• **ACTIVITY**: Except for the pictures, retype the records that follow exactly.

START SUPPLIED RECORDS

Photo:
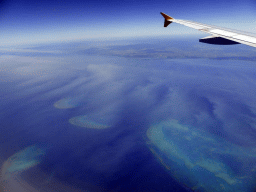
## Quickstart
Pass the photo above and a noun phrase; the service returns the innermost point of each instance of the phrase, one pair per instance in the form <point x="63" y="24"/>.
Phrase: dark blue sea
<point x="76" y="116"/>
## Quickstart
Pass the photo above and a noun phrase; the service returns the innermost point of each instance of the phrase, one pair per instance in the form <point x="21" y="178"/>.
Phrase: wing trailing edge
<point x="220" y="35"/>
<point x="167" y="19"/>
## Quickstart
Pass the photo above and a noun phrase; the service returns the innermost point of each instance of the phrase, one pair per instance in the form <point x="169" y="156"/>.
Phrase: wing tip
<point x="167" y="17"/>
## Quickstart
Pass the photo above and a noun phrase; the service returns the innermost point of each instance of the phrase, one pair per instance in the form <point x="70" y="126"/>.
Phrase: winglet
<point x="167" y="20"/>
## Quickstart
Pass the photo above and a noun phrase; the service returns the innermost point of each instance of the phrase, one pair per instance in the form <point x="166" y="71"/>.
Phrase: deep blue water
<point x="129" y="91"/>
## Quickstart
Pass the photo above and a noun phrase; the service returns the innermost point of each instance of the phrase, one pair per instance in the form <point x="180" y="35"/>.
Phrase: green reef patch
<point x="21" y="161"/>
<point x="66" y="103"/>
<point x="202" y="161"/>
<point x="85" y="121"/>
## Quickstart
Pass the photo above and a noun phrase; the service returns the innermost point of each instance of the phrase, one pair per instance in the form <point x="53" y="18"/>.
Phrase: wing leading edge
<point x="218" y="36"/>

END SUPPLIED RECORDS

• **FINISHED EXERCISE**:
Photo:
## Quickstart
Pass the photo above and a noun phrase; the service returns the innermost point of each instance of the phrase, one pair per instance in the form <point x="63" y="24"/>.
Phrase: dark blue sea
<point x="76" y="116"/>
## Quickstart
Pass the photo above and a noun phrase; the service returns the innermost point of each instance of the phrase, one pair per instance in the form <point x="21" y="178"/>.
Phrase: wing trailing edge
<point x="220" y="35"/>
<point x="167" y="19"/>
## Quickstart
Pass the photo above and a noun phrase; the service returns the innermost point of each instance of the phrase, one pair per instance in the form <point x="169" y="156"/>.
Phrase: wing tip
<point x="167" y="17"/>
## Quickstart
Pass the photo above and a noun phrase; the service returns the innermost point of each instance of the phrase, one pair per instance in the form <point x="70" y="126"/>.
Phrase: winglet
<point x="167" y="20"/>
## Quickstart
Pass the photo above and a noun phrase; the service returns the innermost point of each instance of the phrase, one pair per instance in the form <point x="166" y="71"/>.
Phrase: deep blue water
<point x="129" y="91"/>
## Quickstart
Pass the photo above and a noun phrase; the service returns the innermost point of each instance of the phrase, one pair per instance in the form <point x="180" y="35"/>.
Phrase: green reef patch
<point x="21" y="161"/>
<point x="66" y="103"/>
<point x="202" y="161"/>
<point x="85" y="121"/>
## Quickstart
Pass the photo above and a noun phrase; the service returns the innermost point of each instance of the phrase, one pair per instance in the form <point x="53" y="18"/>.
Phrase: wing leading edge
<point x="218" y="36"/>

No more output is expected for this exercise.